> _Kutipan Pilihan_
Periode-periode puncak konstruksi Peublo kuno ini dikelompokkan di sekitar musim-musim tanam jagung yang baik. Namun umumnya, masa-masa saat ada konstruksi tersebut sebenarnya secara iklim tidak lebih baik untuk menanam jagung daripada masa saat ada jeda dalam konstruksi tersebut.
Hasil sebuah penelitian baru yang terbit di jurnal PNAS menemukan bahwa sementara masyarakat Peublo kuno sering bangkit kembali dengan cukup cepat setelah masa konstruksi terjeda, ada perlambatan nyata dalam pemulihan yang bertepatan dengan peningkatan tanda-tanda kekerasan.
Perlambatan sistem semacam ini juga dapat dilihat pada keruntuhan-keruntuhan regional masyarakat kuno lainnya seperti Neolitikum Eropa, yang tidak memiliki kaitan dengan perubahan iklim. Jadi, menurut para peneliti, perlambatan menuju kerutuhan tiap peradaban ini menunjukkan sistem kompleks seperti kompleksnya hutan hujan tropis dan otak manusia.

> _Data Terekam_
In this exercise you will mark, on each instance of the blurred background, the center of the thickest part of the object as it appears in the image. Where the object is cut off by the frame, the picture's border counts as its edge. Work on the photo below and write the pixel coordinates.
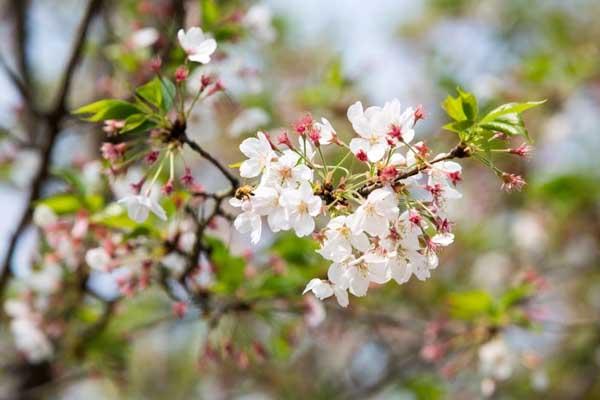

> _Yang Akan Dikerjakan_
A - Jawablah pertanyaan berikut dari kutipan pilihan, dengan penanda yang sama pada tiap jawaban.
(i) Di jurnal apa hasil penelitian baru itu terbit?
(ii) Perlambatan nyata dalam pemulihan bertepatan dengan peningkatan apa?
(iii) Keruntuhan regional masyarakat kuno mana yang disebut sebagai contoh lain perlambatan sistem?
B - Lanjutkan kutipan pilihan tentang konstruksi kuno itu setelah kalimat terakhirnya.

> _Jawaban Akhir_
A -
(i) PNAS
(ii) Tanda-tanda kekerasan
(iii) Neolitikum Eropa

B -
"Sinyal-sinyal peringatan (keruntuhan suatu peradaban) itu ternyata sangat universal," ujar Marten Scheffer, ilmuwan kompleksitas dari Wageningen University, seperti dilansri Science Alert. "Mereka didasarkan pada fakta bahwa perlambatan pemulihan dari gangguan kecil menandakan hilangnya ketahanan."
Scheffer dan para koleganya menduga ketegangan sosial yang terakumulasi perlahan --seperti ketidaksetaraan kekayaan, ketidakadilan rasial, dan keresahan umum-- mengikis kohesi sosial sampai yang dibutuhkan hanyalah sedikit lebih banyak tekanan kekeringan lain untuk membuat mereka terpojok. Hal ini tampaknya terjadi pada masyarakat Pueblo sekitar tahun 700, 900, dan 1140 Masehi.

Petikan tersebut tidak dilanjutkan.